:: Supplied text ::
++++++++++++++++++++
From: Judy Seigel (jseigel@panix.com)
Date: 09/19/02-03:30:33 PM Z
On Thu, 19 Sep 2002, Jack Fulton wrote:
> . . but, his methodology, perhaps verging on the truly obsessive, pointed
> out that if your work hard enough (i.e.: take a quadrillion photographs) a
> result will come forth. Kinda like that wolf stalking the couple in "At The
> Zoo."
It figures for Coleman. But who DOES he approve of, except the stars of
his book on the "Grotesque" & a couple of his buddies -- like Richard
Kirstel, whose specialty, I kid you not, was naked ladies mud wrestling.
Coleman called him the "Baltimore Oriole," & cited his wisdom until the
women's caucus of SPE threw a fit. (God knows what took them so long).
In fact, Coleman may sneer at just about everyone NOT "grotesque," if you
think about it. But IMO a man who did ONLY "At the Zoo" could shoot his
camera off in a dark closet with no film in it for 100 years & still be a
giant. The bear (?) with his teeth on the sign is another great moment of
the medium.
As for the Winogrand personality, I believe the consensus is that if we
judge art by niceness -- or civility -- of the doer, we'd have precious
little.
++++++++++++++++++++
:: Work item A ::
Answer these from the message:
(i) Who wrote the lines quoted at the start of the message?
(ii) What did Coleman call Richard Kirstel?
(iii) Which group objected to Coleman citing Kirstel's wisdom?
:: Work item B ::
Return the stretch of the message from "Coleman called him" through "the medium.", copied word for word.
Use only the message to answer.
++++++++++++++++++++
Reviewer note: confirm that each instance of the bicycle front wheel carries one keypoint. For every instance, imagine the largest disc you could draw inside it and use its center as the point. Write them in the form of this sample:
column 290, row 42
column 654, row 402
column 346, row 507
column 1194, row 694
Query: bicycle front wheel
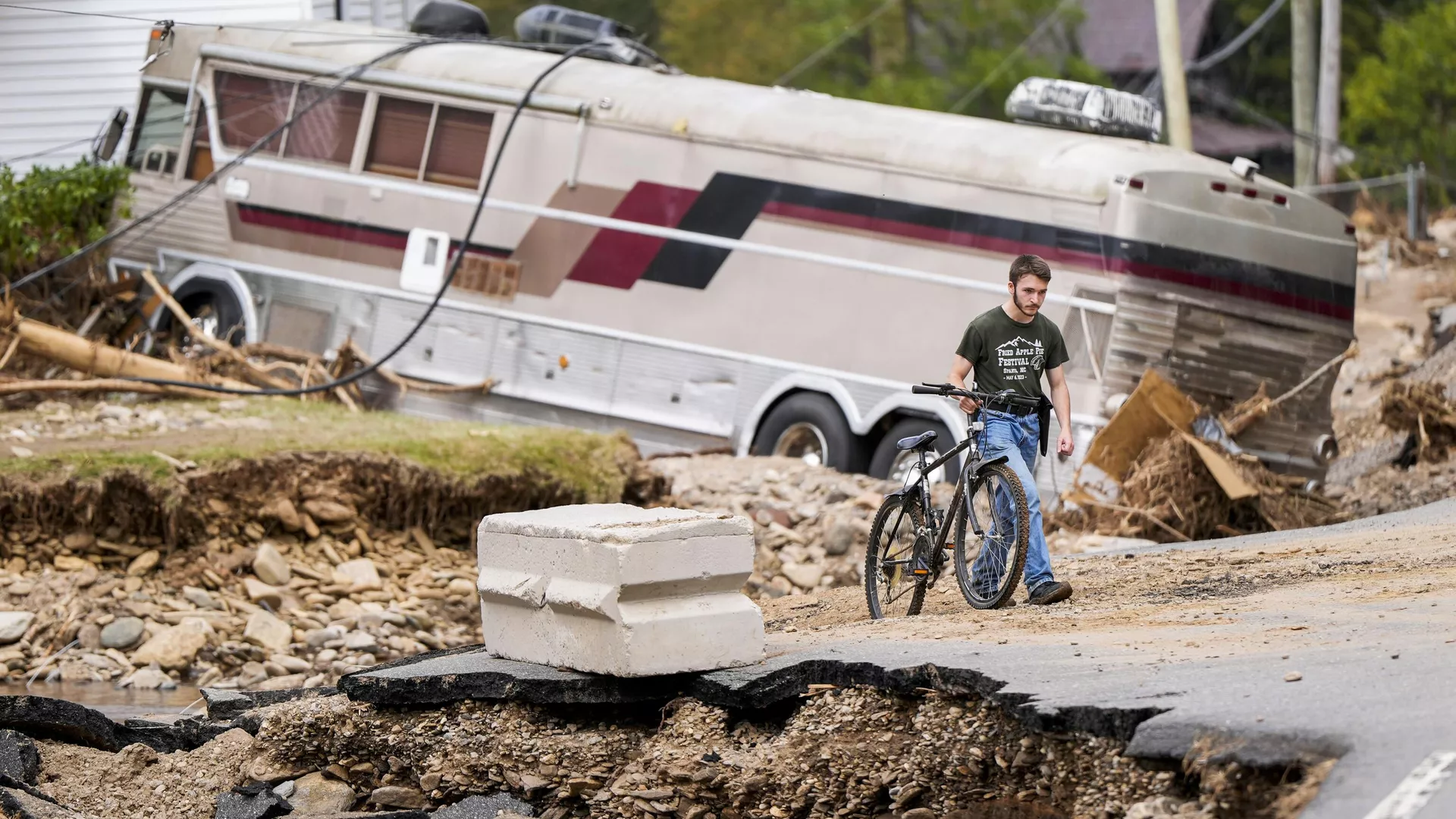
column 987, row 566
column 890, row 585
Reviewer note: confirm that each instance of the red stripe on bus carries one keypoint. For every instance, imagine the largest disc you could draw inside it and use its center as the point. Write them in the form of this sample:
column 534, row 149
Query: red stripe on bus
column 617, row 259
column 1011, row 246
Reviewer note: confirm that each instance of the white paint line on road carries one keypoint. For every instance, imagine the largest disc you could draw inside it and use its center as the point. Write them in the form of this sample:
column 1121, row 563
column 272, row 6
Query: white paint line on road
column 1417, row 789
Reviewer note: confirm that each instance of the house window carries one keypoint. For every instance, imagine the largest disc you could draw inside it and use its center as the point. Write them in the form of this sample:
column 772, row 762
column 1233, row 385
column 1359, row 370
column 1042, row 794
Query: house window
column 1087, row 334
column 325, row 133
column 158, row 137
column 400, row 131
column 249, row 108
column 457, row 148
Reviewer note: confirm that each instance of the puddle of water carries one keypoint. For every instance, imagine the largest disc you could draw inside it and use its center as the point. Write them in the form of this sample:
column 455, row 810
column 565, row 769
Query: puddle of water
column 117, row 703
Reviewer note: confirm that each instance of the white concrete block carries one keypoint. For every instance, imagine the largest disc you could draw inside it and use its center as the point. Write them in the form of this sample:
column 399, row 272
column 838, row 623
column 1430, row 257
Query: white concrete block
column 618, row 589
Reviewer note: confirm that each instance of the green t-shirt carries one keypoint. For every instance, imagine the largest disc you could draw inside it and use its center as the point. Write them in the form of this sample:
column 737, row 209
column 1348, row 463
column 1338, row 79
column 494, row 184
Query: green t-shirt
column 1009, row 354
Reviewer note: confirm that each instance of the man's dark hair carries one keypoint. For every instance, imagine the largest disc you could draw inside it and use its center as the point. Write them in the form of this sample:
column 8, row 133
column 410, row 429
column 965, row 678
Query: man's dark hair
column 1028, row 264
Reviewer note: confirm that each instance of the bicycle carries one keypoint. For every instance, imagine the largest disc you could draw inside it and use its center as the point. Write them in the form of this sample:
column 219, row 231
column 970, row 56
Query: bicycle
column 989, row 499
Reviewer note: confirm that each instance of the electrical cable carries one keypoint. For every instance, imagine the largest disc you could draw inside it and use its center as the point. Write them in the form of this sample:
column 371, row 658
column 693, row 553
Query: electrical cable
column 243, row 27
column 851, row 31
column 444, row 284
column 970, row 96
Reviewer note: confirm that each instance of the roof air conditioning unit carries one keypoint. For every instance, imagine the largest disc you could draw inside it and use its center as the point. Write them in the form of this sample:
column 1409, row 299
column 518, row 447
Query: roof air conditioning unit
column 1081, row 107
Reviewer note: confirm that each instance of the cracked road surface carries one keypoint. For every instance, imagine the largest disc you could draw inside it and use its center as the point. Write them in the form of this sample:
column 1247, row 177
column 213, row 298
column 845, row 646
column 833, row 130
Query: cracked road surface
column 1363, row 614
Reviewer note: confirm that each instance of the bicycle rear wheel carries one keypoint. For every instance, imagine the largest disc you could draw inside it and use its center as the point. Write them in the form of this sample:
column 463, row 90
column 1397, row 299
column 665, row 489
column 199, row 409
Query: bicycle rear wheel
column 989, row 566
column 890, row 588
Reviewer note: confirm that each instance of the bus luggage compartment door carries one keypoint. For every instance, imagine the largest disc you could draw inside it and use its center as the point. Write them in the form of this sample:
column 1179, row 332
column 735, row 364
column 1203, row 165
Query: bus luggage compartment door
column 453, row 347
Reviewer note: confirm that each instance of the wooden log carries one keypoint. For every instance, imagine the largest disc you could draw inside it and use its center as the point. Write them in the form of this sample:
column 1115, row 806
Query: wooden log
column 73, row 352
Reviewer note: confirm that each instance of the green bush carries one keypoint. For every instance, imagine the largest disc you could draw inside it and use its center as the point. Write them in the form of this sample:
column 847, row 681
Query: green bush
column 53, row 212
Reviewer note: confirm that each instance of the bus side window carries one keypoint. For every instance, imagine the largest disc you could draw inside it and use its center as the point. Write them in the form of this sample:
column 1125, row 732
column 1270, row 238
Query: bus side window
column 158, row 137
column 200, row 159
column 248, row 108
column 457, row 148
column 327, row 131
column 398, row 143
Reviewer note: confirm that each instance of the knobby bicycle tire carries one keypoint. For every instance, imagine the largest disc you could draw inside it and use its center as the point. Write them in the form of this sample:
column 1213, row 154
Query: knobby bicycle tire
column 1018, row 561
column 873, row 557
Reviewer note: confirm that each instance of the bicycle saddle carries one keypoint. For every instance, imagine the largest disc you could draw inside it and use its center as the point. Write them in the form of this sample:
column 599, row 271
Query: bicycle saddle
column 922, row 441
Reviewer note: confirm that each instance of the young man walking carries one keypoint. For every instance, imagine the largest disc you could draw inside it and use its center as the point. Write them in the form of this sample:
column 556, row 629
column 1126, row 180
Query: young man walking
column 1009, row 347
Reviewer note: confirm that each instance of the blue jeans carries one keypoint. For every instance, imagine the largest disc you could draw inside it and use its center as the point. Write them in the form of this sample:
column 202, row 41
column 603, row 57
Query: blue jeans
column 1018, row 438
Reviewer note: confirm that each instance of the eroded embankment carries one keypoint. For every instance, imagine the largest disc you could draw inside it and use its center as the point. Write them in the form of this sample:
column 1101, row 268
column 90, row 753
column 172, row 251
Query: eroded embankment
column 832, row 752
column 337, row 487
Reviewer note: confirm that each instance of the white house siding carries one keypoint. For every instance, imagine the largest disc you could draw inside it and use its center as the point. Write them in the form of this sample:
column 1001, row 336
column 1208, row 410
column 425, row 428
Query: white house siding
column 63, row 74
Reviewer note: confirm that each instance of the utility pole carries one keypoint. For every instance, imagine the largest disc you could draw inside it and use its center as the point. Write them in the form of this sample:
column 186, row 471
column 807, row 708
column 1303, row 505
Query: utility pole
column 1175, row 88
column 1329, row 89
column 1302, row 58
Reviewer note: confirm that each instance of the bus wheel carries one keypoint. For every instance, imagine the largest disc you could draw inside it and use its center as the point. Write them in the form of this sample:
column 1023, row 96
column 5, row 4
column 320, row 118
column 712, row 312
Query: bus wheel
column 893, row 464
column 808, row 426
column 215, row 311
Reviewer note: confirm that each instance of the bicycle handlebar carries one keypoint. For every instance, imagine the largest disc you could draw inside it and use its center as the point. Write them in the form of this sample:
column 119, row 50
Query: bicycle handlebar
column 1003, row 397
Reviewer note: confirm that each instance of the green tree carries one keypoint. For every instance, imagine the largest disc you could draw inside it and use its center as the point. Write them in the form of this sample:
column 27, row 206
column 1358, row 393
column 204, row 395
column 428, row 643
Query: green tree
column 1401, row 102
column 916, row 53
column 52, row 212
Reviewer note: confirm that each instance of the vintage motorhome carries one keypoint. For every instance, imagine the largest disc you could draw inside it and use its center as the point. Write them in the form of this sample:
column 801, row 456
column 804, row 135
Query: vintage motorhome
column 710, row 262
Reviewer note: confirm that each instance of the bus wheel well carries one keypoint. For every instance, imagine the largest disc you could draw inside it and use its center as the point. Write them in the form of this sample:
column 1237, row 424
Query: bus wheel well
column 810, row 425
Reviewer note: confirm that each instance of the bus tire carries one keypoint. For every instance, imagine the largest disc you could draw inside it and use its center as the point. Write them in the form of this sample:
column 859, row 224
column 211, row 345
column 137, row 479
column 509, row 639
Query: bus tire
column 808, row 426
column 892, row 464
column 215, row 305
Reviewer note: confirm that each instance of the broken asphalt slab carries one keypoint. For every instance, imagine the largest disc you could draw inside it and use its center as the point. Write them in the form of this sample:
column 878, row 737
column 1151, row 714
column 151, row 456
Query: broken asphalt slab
column 42, row 717
column 1378, row 710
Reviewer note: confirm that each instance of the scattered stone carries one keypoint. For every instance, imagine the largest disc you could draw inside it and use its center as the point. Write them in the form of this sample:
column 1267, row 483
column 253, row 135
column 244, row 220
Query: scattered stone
column 319, row 795
column 270, row 566
column 287, row 515
column 19, row 758
column 89, row 637
column 145, row 563
column 200, row 598
column 71, row 563
column 839, row 537
column 283, row 682
column 804, row 575
column 397, row 796
column 262, row 594
column 253, row 802
column 14, row 626
column 123, row 632
column 346, row 610
column 174, row 649
column 484, row 808
column 359, row 575
column 291, row 665
column 328, row 510
column 268, row 632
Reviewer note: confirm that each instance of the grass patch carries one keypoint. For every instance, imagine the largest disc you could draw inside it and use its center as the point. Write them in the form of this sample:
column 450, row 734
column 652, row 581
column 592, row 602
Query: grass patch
column 590, row 463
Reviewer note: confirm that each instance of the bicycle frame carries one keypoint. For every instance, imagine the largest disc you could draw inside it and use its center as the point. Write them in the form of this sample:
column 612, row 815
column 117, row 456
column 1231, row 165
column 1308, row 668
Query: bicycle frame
column 973, row 463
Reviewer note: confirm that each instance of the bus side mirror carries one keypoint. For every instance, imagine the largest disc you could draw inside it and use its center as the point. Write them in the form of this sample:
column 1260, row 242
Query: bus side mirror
column 107, row 140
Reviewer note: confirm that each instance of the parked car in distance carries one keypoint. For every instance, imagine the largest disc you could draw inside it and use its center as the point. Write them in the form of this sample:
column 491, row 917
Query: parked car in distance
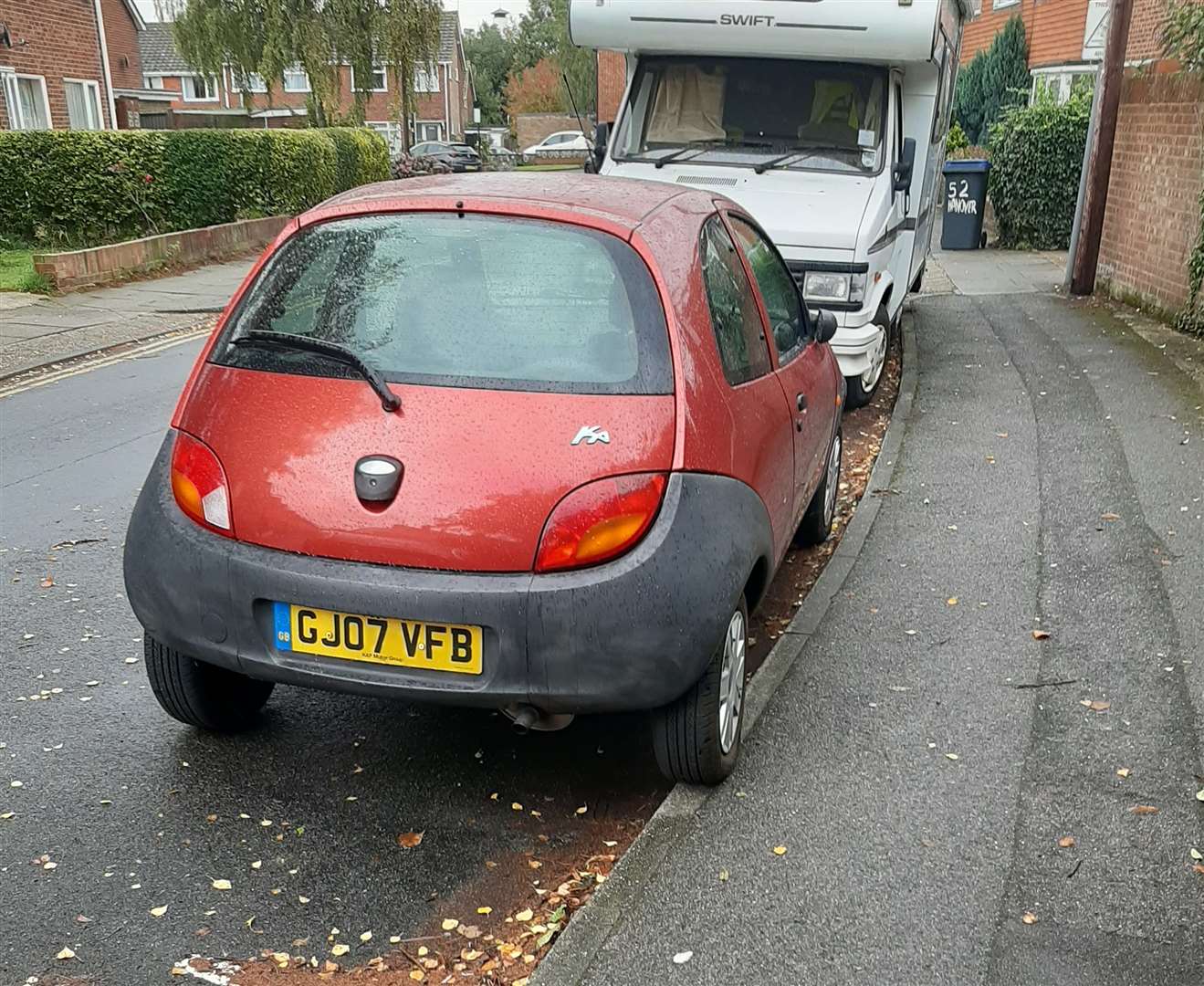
column 466, row 154
column 448, row 154
column 563, row 142
column 497, row 442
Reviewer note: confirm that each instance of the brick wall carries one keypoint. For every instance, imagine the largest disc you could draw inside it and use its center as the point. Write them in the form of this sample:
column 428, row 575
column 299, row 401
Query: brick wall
column 612, row 84
column 55, row 38
column 121, row 37
column 1154, row 215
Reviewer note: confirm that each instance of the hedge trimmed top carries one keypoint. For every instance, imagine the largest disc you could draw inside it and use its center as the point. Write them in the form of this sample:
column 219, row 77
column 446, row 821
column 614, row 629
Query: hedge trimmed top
column 84, row 188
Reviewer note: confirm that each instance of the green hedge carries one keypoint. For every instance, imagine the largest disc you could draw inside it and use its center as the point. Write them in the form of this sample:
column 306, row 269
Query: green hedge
column 1035, row 163
column 79, row 188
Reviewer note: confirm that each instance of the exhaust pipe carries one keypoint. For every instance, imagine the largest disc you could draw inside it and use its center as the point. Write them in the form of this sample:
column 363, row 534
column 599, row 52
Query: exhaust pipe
column 528, row 719
column 524, row 719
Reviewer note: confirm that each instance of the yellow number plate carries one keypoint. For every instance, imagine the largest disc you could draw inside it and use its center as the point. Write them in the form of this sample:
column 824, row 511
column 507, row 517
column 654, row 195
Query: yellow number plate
column 378, row 641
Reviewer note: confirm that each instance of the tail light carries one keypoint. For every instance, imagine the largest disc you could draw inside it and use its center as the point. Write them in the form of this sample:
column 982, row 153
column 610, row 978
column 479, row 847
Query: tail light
column 199, row 484
column 600, row 520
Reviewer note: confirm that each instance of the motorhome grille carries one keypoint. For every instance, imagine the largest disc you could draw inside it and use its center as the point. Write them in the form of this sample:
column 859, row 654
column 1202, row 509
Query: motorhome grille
column 705, row 180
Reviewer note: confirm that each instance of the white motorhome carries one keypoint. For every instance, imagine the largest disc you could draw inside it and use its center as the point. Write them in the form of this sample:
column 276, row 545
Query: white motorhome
column 826, row 120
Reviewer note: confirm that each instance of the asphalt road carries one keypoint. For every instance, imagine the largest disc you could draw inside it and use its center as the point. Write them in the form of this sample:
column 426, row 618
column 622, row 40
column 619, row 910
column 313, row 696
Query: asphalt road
column 138, row 812
column 954, row 801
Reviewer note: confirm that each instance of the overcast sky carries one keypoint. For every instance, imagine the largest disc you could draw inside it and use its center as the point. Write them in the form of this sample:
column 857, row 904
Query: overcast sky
column 472, row 12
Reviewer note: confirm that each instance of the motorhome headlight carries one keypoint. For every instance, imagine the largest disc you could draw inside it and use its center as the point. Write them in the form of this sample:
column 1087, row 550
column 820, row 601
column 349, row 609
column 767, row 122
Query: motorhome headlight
column 823, row 286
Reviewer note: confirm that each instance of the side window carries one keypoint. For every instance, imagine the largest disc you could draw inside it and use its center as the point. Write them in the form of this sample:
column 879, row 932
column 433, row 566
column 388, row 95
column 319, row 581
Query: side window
column 778, row 290
column 733, row 312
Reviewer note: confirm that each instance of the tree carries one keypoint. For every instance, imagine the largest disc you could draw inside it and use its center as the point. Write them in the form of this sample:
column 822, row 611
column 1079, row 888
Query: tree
column 491, row 53
column 264, row 37
column 536, row 89
column 993, row 81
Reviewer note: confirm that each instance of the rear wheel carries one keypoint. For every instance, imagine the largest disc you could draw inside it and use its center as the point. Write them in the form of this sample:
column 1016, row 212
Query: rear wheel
column 816, row 524
column 861, row 389
column 207, row 696
column 697, row 739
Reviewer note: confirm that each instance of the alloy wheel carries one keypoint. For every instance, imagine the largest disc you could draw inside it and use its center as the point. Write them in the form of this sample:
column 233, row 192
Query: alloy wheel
column 731, row 683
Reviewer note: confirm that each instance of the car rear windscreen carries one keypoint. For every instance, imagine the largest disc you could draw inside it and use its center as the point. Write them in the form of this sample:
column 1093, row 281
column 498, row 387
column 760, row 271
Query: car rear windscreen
column 463, row 300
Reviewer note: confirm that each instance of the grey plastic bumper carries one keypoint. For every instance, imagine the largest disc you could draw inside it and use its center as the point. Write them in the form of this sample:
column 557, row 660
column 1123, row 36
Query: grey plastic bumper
column 633, row 634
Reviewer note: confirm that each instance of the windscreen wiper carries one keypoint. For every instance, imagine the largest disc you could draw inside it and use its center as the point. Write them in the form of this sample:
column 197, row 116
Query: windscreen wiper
column 795, row 152
column 693, row 146
column 389, row 401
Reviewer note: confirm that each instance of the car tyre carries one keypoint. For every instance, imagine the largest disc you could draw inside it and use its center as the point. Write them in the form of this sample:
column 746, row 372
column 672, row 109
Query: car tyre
column 203, row 695
column 816, row 525
column 697, row 739
column 863, row 389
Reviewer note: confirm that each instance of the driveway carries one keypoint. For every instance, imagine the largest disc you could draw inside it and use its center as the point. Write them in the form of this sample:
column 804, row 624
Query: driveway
column 982, row 768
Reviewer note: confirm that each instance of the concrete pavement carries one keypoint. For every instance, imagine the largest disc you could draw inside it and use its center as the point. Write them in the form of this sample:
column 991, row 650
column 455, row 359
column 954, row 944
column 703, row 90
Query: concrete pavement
column 925, row 754
column 37, row 330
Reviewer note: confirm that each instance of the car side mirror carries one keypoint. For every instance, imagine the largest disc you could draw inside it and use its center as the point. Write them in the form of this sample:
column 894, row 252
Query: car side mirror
++++++++++++++++++++
:: Exercise result A ::
(i) Jack Fulton
(ii) The "Baltimore Oriole"
(iii) The women's caucus of SPE

:: Exercise result B ::
Coleman called him the "Baltimore Oriole," & cited his wisdom until the
women's caucus of SPE threw a fit. (God knows what took them so long).
In fact, Coleman may sneer at just about everyone NOT "grotesque," if you
think about it. But IMO a man who did ONLY "At the Zoo" could shoot his
camera off in a dark closet with no film in it for 100 years & still be a
giant. The bear (?) with his teeth on the sign is another great moment of
the medium.